▶ Available data
______________________________
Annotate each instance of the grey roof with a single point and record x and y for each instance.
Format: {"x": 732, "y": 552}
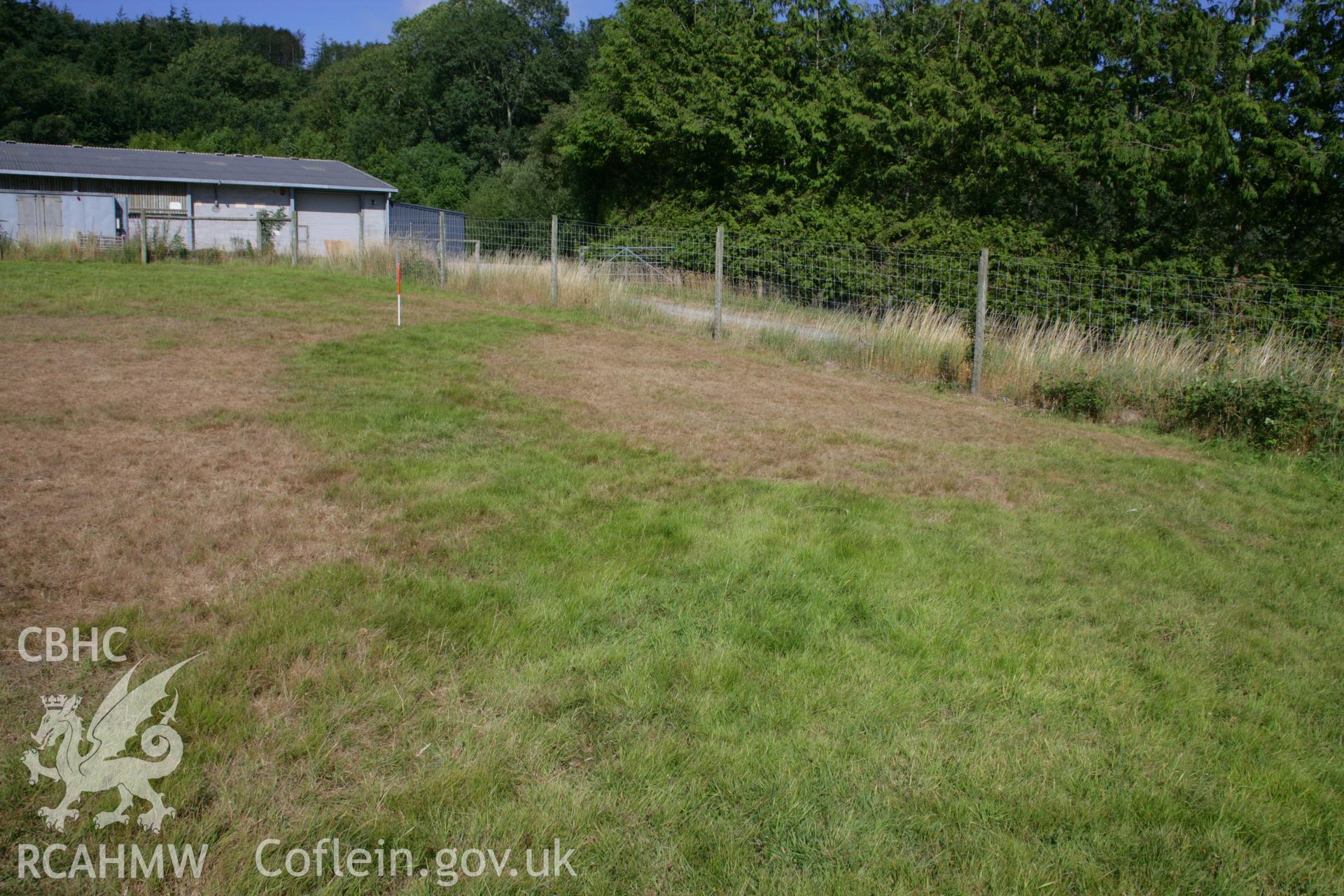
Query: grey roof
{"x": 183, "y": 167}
______________________________
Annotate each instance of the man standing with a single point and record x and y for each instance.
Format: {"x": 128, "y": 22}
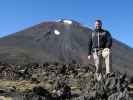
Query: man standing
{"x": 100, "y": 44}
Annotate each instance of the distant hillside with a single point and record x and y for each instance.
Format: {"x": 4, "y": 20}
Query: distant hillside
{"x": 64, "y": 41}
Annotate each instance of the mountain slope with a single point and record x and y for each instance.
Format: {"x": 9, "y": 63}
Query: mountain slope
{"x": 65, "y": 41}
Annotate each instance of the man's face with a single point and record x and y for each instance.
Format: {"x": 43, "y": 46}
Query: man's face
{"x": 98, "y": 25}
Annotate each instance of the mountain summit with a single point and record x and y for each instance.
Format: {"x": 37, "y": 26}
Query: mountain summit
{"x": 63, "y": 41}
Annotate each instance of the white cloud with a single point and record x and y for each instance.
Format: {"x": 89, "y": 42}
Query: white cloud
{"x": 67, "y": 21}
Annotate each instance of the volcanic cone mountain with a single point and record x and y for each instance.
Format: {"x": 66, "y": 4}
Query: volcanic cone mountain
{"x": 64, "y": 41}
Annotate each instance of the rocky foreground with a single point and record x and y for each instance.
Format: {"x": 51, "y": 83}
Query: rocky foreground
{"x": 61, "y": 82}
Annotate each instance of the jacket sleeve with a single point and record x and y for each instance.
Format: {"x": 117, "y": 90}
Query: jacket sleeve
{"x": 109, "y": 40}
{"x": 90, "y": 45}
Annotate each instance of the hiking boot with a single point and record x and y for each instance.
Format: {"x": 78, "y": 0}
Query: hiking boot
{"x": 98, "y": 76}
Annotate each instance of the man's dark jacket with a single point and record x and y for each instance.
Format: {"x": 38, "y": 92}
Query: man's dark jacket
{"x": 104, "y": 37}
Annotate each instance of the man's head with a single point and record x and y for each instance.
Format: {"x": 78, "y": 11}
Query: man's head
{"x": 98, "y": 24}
______________________________
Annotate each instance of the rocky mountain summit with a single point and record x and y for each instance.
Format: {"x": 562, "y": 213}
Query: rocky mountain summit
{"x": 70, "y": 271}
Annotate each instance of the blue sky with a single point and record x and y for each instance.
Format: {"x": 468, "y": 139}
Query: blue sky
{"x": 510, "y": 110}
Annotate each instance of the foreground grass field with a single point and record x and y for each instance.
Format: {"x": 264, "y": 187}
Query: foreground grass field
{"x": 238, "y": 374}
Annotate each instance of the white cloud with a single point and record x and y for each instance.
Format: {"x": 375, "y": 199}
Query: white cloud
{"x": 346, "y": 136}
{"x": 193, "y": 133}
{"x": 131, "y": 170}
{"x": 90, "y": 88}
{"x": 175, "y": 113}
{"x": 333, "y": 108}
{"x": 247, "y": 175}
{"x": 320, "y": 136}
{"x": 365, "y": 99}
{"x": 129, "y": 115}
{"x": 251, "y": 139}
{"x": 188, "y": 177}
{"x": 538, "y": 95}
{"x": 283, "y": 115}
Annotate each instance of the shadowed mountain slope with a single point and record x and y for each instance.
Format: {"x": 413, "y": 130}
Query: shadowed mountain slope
______________________________
▶ Exercise aim
For this task, write out exactly the lines of the entries above, starting at the line with "Query: rocky mountain summit" and ending at the line with "Query: shadowed mountain slope", both included, and no others.

▶ Reply to the exercise
Query: rocky mountain summit
{"x": 70, "y": 271}
Annotate each instance of the blue sky with a single point and record x and y for each instance.
Format: {"x": 468, "y": 139}
Query: blue sky
{"x": 510, "y": 110}
Annotate each instance of the foreground grass field with a single point and record x and y for each instance.
Format: {"x": 264, "y": 187}
Query: foreground grass field
{"x": 238, "y": 374}
Annotate each instance of the white cloud with a single point and record x and y for each instance.
Format: {"x": 375, "y": 199}
Query: white cloud
{"x": 346, "y": 136}
{"x": 193, "y": 133}
{"x": 131, "y": 170}
{"x": 90, "y": 88}
{"x": 175, "y": 113}
{"x": 333, "y": 108}
{"x": 247, "y": 175}
{"x": 320, "y": 136}
{"x": 365, "y": 99}
{"x": 129, "y": 115}
{"x": 251, "y": 139}
{"x": 188, "y": 177}
{"x": 538, "y": 95}
{"x": 283, "y": 115}
Annotate each instance of the shadowed mountain slope with a single point and record x and y for each instance.
Format: {"x": 413, "y": 130}
Query: shadowed mountain slope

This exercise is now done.